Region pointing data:
-------
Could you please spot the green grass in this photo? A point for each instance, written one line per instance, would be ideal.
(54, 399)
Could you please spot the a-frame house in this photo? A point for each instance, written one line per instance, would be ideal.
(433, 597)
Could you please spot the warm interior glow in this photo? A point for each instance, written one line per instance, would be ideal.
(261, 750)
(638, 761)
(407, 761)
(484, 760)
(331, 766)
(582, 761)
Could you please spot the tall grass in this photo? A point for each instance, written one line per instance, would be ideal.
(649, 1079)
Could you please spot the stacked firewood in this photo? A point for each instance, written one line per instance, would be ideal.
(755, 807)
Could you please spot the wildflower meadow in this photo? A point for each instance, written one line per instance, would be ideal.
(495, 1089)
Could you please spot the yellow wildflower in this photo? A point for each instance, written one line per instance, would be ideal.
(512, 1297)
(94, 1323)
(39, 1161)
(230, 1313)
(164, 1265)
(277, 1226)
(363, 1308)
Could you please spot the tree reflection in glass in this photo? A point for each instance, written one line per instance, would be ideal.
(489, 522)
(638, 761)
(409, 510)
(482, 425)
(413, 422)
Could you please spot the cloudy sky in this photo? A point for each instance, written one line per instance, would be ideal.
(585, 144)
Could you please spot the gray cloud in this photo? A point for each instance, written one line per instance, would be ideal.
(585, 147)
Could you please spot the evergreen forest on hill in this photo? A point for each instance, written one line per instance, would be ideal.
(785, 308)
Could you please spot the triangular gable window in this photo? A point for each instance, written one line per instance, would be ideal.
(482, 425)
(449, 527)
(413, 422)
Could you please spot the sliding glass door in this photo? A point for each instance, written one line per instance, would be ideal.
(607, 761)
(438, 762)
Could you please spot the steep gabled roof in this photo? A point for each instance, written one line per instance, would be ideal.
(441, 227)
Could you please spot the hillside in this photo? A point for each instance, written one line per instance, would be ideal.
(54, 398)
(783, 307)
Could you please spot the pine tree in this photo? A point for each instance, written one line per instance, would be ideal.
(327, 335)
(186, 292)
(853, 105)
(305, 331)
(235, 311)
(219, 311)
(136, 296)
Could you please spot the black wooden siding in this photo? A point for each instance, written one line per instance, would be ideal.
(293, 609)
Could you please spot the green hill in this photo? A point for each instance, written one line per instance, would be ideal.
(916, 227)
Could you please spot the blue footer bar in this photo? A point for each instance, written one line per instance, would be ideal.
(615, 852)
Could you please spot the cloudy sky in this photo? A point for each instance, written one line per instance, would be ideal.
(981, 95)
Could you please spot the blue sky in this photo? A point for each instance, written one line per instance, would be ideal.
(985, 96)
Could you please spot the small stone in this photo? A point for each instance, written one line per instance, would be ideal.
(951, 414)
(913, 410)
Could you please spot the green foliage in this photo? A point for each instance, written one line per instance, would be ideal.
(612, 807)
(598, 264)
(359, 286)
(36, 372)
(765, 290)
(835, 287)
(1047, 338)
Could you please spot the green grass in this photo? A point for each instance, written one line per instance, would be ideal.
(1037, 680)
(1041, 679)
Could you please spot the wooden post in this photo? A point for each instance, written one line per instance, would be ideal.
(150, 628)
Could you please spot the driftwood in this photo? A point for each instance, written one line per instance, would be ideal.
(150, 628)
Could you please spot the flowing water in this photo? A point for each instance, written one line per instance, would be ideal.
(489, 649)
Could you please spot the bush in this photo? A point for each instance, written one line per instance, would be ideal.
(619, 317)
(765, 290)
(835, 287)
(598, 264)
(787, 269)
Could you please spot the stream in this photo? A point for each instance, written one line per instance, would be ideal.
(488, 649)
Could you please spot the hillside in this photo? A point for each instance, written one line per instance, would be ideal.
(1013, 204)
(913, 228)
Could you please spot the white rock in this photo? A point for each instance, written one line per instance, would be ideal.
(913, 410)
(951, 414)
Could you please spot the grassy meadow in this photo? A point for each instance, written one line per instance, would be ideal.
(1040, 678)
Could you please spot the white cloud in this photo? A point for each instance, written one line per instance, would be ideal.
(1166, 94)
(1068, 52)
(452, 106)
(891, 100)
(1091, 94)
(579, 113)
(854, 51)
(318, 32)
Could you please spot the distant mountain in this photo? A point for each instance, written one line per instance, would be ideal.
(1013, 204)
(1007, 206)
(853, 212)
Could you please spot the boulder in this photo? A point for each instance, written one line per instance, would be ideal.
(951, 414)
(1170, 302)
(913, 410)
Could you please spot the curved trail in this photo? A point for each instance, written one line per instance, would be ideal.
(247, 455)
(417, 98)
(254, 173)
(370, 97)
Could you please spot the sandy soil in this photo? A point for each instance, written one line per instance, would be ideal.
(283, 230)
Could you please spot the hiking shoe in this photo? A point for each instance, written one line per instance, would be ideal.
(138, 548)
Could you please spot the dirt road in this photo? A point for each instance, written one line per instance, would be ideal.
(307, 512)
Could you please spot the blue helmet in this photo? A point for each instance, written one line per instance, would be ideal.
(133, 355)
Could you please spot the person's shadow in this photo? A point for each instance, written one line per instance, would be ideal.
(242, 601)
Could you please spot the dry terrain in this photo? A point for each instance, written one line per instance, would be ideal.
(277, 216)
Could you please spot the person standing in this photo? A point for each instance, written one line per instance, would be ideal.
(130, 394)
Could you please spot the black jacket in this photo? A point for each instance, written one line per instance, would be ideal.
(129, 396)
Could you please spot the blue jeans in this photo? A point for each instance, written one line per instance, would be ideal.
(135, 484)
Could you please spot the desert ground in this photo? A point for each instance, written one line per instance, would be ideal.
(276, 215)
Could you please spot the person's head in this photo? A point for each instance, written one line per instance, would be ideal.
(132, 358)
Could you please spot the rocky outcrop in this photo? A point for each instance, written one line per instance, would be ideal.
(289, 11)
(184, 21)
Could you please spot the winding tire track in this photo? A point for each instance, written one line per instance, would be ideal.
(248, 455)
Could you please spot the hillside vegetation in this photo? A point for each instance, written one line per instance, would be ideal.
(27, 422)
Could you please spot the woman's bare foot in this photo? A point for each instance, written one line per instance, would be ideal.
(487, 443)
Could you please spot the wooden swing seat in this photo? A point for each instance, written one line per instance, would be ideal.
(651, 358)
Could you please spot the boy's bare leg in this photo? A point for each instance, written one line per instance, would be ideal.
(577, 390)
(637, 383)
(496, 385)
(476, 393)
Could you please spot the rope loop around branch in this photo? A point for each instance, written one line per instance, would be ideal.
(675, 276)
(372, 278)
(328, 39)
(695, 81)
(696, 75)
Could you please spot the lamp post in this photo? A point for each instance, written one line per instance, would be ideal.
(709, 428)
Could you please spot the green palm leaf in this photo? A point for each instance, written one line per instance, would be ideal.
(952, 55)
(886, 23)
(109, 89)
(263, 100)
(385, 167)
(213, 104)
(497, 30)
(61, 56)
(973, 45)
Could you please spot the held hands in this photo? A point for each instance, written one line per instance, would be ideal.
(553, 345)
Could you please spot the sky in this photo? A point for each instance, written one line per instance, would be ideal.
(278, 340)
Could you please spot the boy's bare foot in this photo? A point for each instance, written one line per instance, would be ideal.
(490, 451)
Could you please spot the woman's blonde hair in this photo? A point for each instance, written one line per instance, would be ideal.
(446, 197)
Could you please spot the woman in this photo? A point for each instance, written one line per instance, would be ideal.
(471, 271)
-------
# TASK
Keep every word intact and transcribe the records in full.

# RESPONSE
Could you please spot the green grass in this photo? A point for each instance, written one line per instance, would be ideal.
(54, 399)
Could you please spot the a-frame house in this photo? A point for each instance, written one line per instance, would be ideal.
(433, 597)
Could you please spot the warm interior glow in this photo? A point for each instance, written one line per instance, would be ideal.
(261, 750)
(638, 761)
(407, 761)
(484, 760)
(331, 766)
(582, 761)
Could you please spot the tall grass in this photo? A point for each instance, written one line per instance, would be ideal.
(649, 1079)
Could you please spot the stacked firewood in this photo? A point for each instance, written one line per instance, would be ideal.
(755, 807)
Could you please spot the wildflower meadow in this photo? A point for each instance, written one line per instance, would be ideal.
(495, 1089)
Could you please spot the yellow wildflower in this photo? A point for each instance, written one line per instance, would be ideal.
(512, 1297)
(94, 1323)
(39, 1161)
(230, 1313)
(164, 1265)
(277, 1226)
(363, 1308)
Could you please spot the tree reflection in glass in this photo? A point for each instance, written one line per instance, would be ideal.
(489, 522)
(638, 761)
(409, 510)
(482, 425)
(413, 422)
Could you please spot the cloudy sky in this photo? A point for each instance, written one line per instance, would be ideal.
(585, 144)
Could you please spot the gray cloud in this photo? A point for each instance, written one line per instance, would be ideal.
(585, 147)
Could you please spot the evergreen forest on hill in this photo? A point for each instance, written one line per instance, would be ideal.
(785, 308)
Could you please spot the triangular gable window in this photo? A point for each instance, written one line per instance, would be ideal.
(482, 425)
(449, 527)
(413, 422)
Could you please spot the sliding glass door in this photo? A point for each instance, written one line per instance, would be ideal.
(607, 761)
(438, 762)
Could you please spot the steep gabled roof in this photo? A point for each instance, written one line per instance, would be ideal.
(441, 227)
Could you please spot the hillside in this photo? A point for each instance, written one line per instance, would be ideal.
(54, 398)
(783, 307)
Could you please spot the pine tree in this photo? A point for each instance, written one line per instance, would be ideal.
(327, 335)
(186, 292)
(853, 105)
(305, 331)
(235, 311)
(219, 311)
(136, 296)
Could you please spot the black wooden siding in this photo? A point for each instance, written one line per instance, would be ideal.
(293, 609)
Could you please spot the green hill in this photo? A point for each instance, written one line per instance, would be ideal.
(916, 227)
Could you please spot the blue footer bar in this photo? A point for each instance, written one line per instance, would be ideal.
(615, 852)
Could you please spot the cloudy sky in this photo? A point for each instance, written one line per instance, would be ideal.
(981, 95)
Could you please spot the blue sky in this photo? A point for each instance, written one line per instance, would be ideal.
(985, 96)
Could you please spot the small stone in this photo? A point for each instance, written one line per instance, would be ideal.
(951, 414)
(913, 410)
Could you please spot the green foliage in this photo? A point for each instance, written one line per instance, would be ideal.
(612, 807)
(598, 264)
(359, 286)
(36, 372)
(765, 290)
(835, 287)
(1047, 338)
Could you please spot the green grass in this photo? A point for each instance, written one line per instance, would be ideal.
(1037, 680)
(1041, 679)
Could you please spot the wooden post in this photo? A point for each instance, written one line per instance, would be ideal.
(150, 628)
Could you please spot the driftwood in this photo? A point for each instance, written one line per instance, would be ideal.
(150, 628)
Could you please spot the flowing water in this photo? A point for each instance, written one line per instance, would be ideal.
(489, 649)
Could you please spot the bush in this photo? A point for each instance, written one line per instance, would be ideal.
(619, 317)
(765, 290)
(835, 287)
(598, 264)
(787, 269)
Could you please spot the stream in this photo? A point for each instance, written one line per instance, would be ideal.
(488, 649)
Could you please spot the hillside in this photo? A point for each instance, written one line per instance, would be ideal.
(1013, 204)
(913, 228)
Could you please spot the white rock in this photo? A point for each instance, written one line per instance, would be ideal.
(913, 410)
(951, 414)
Could you please spot the grassy meadow in this photo? A point for each instance, written one line per instance, would be ideal.
(1040, 678)
Could you please spot the white cloud in this photo? A point for each instance, written one line per instance, would be ideal.
(1166, 94)
(1068, 52)
(452, 106)
(891, 100)
(1091, 94)
(579, 113)
(854, 51)
(318, 32)
Could you please spot the distant mountain in this photo? A point for each instance, written one line per instance, would be ideal.
(1013, 204)
(1007, 206)
(853, 212)
Could you please spot the boulder in this photo? A point for each instance, written one line per instance, would be ideal.
(951, 414)
(1170, 302)
(913, 410)
Could you please spot the curved trail in this photo? A point for each instance, written one line per instance, would be ideal.
(247, 455)
(417, 98)
(254, 173)
(370, 97)
Could you please spot the sandy soil in this photo? A point for each instance, written one line per instance, would be ideal.
(283, 230)
Could you please spot the hiking shoe in this photo? A point for each instance, written one line per instance, would be ideal.
(138, 548)
Could you please spot the dirt road in this photo? A point for each instance, written one line per instance, would be ideal.
(307, 512)
Could you please spot the blue helmet in this photo? A point for each instance, written one line per instance, would be ideal.
(133, 355)
Could you please spot the person's shadow in this photo? A point for each instance, written one line per instance, would be ideal.
(242, 601)
Could you please spot the dry terrain in this photo? A point for each instance, written one line per instance, would be ideal.
(277, 216)
Could you please spot the person standing in this photo? A point for each instance, written one line per instance, would be ideal.
(130, 394)
Could you please spot the black jacket in this photo? A point for each instance, written one line per instance, would be ideal.
(129, 396)
Could you please spot the blue jeans in this photo? A point for each instance, written one line per instance, would be ideal.
(135, 484)
Could you please spot the desert ground in this photo? A point for each instance, written one line per instance, would be ideal.
(276, 215)
Could you please spot the person's head in this photo? A point for each instance, written one line per instance, would be ideal.
(132, 358)
Could you please spot the rocky outcrop in this photo? A point for each instance, written one line per instance, would be ideal.
(289, 11)
(184, 21)
Could you please spot the winding tire track in this photo? A point for each instance, written one line per instance, would be ideal.
(248, 455)
Could you please spot the hillside vegetation in this photo? A point for each instance, written one line per instance, would be ideal.
(27, 422)
Could you please spot the woman's bare foot in this photo? A point for each instance, written one line per instance, would be ideal.
(487, 443)
Could you please spot the wooden swing seat in this photo? A point for each instance, written one line per instance, would be ideal.
(651, 358)
Could you please spot the boy's bare leg in this photo? A point for each instance, written one line per instance, would be ideal.
(577, 390)
(637, 383)
(496, 385)
(476, 393)
Could you please spot the rope loop around branch in this photo? A point for each instance, written one line per instance, would be ideal.
(675, 276)
(372, 278)
(328, 39)
(695, 81)
(696, 75)
Could you please spot the lamp post in this photo? A point for each instance, written one line per instance, would be ideal.
(709, 428)
Could you please spot the green palm leaf in this photo? A point for each instance, written one line per instance, would be ideal.
(952, 55)
(886, 23)
(109, 89)
(263, 100)
(385, 167)
(213, 104)
(497, 30)
(61, 56)
(973, 45)
Could you please spot the held hands in this photo? A point for each instance, written one line per instance, would be ideal.
(553, 345)
Could you please spot the sky in this photo? A point for each instance, written one line per instance, would be ideal.
(278, 340)
Could you please spot the boy's bare foot in this photo? A point for each instance, written one line per instance, would be ideal.
(490, 451)
Could you please spot the woman's blonde hair in this photo? A point for each instance, written one line per instance, would be ideal.
(446, 197)
Could you please spot the woman in this photo? A point for each instance, written one line per instance, would be ideal.
(471, 271)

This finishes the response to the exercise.